■ STATED GOAL
Please write out again in full every line in the part that opens with the line containing "Autonomous forklift vision pipeline — detect the shadow on wall" and closes with the line containing "119,631,203,669", moving each answered bounding-box coordinate up by 89.

----------------

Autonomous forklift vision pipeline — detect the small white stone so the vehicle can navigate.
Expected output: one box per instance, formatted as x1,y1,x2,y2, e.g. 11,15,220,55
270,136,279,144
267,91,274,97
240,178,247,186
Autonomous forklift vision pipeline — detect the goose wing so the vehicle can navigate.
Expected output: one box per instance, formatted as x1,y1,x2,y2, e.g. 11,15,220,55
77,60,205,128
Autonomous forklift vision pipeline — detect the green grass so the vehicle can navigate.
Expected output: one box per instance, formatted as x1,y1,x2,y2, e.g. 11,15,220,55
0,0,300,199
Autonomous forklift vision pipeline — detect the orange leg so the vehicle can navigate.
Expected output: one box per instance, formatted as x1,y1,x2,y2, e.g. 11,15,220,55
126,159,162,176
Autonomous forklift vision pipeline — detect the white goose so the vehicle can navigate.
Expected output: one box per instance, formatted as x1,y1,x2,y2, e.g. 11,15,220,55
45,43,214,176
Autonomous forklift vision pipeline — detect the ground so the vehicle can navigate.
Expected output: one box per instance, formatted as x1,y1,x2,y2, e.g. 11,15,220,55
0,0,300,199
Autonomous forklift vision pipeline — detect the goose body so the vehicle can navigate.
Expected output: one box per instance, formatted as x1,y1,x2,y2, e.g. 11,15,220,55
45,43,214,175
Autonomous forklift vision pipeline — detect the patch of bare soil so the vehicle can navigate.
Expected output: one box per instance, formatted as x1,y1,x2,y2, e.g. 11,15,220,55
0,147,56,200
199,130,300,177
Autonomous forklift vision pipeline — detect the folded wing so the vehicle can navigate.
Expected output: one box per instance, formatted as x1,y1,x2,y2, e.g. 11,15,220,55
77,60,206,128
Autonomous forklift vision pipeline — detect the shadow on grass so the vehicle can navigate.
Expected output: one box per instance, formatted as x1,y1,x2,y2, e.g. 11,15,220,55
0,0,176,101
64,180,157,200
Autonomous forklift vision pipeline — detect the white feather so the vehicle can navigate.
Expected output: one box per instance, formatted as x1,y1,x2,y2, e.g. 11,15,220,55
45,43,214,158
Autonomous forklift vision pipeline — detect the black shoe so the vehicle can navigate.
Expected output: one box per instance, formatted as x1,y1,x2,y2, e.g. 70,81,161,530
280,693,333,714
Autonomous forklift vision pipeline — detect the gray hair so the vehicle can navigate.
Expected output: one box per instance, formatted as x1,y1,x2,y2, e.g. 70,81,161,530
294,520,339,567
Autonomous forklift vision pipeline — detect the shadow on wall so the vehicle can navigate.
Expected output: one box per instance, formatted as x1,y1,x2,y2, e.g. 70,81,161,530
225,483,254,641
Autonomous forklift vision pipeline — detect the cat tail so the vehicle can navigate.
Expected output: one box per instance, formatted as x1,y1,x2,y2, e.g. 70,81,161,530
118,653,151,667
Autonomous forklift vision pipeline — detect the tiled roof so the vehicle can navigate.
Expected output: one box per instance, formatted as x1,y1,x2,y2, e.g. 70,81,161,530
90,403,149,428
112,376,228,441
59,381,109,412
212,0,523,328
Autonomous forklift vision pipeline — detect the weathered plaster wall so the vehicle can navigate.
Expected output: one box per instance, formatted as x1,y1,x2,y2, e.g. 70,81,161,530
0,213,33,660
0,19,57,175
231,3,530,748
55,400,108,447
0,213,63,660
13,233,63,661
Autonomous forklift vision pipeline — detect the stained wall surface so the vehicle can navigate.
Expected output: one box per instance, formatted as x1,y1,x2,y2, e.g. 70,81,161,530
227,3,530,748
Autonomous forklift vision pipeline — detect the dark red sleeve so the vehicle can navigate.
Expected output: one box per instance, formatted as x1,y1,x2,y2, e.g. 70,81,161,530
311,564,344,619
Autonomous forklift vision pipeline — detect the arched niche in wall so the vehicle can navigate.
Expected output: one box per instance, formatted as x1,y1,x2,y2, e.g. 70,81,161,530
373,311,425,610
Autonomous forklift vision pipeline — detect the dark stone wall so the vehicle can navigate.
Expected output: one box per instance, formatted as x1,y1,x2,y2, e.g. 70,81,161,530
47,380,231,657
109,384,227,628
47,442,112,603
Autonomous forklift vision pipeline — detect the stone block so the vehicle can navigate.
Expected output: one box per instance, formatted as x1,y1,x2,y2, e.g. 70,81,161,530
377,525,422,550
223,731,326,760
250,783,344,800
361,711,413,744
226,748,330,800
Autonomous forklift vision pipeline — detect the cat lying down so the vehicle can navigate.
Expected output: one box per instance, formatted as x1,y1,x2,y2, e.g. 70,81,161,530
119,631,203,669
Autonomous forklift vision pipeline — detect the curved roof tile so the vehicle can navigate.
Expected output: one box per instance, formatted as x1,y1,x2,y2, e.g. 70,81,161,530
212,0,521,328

----------------

■ RESULT OF THE TASK
Autonomous forklift vision pipeline — detect the shadow on wall so the vehicle can navigate.
Expected output: one box per instance, formatted as x1,y1,x2,y2, e.g. 70,81,161,530
314,572,343,730
Autonomous forklift vision pipeline — detect the cat tail so the vehicle can navigate.
Expected output: one box per instance, formatted as x1,y1,x2,y2, e.g. 70,81,161,530
207,742,240,756
Autonomous forklift vision pipeline — detect the tiled roof so the vehicle can navigate.
Expected output: one box per instance, formatted as x1,y1,x2,y2, e.g. 70,81,161,530
179,492,238,517
201,465,317,530
148,470,198,501
301,89,612,417
Autonomous forklift vision pipeline — detect the weathered plaster wall so the vehicle can navigate.
Expected output: one box per instance, formatted as x1,y1,x2,y2, e.g. 70,81,161,530
89,302,122,749
89,108,146,264
320,92,619,837
144,489,197,536
89,302,152,749
102,322,152,750
Autonomous forklift vision pipeline — detect the stained wall surface so the vehicle can navigate.
Expected output: one box per instance, formatted as x1,y1,x2,y2, e.g. 70,81,161,530
316,92,619,837
Autonomous forklift vision pipeline — detect the dark red sleeve so the vehicle can navigate.
Expected output: one box per instance, formatted as x1,y1,x2,y2, e.g. 70,81,161,530
400,653,433,708
Autonomous forklift vision pipeline — detect the arched niche in wall so the vehicle can navigate.
Expected output: one box per instance, formatted as x1,y1,x2,y2, e.g. 70,81,161,530
462,400,514,699
Autonomous forklift vision pipeline — detect the dark stone wall so the vehicle can navigate.
Expected output: one box per instance, formatted as x1,y1,x2,y2, e.g. 70,81,161,530
136,469,320,746
198,473,316,717
136,531,201,692
Autonomous forklift vision pipeline — detect the stone block so the vehicle can navigate.
Expected output: one box per instance, formatted as x1,y1,x2,y2, e.g. 70,81,161,530
466,614,511,639
312,820,415,849
339,872,433,889
450,800,502,833
315,837,419,889
Autonomous forklift vision pipeline — detect the cat lying down so the vehicle can navigate.
Expected output: one box per instance, formatted as x1,y1,x2,y2, e.g. 70,81,161,530
208,720,292,758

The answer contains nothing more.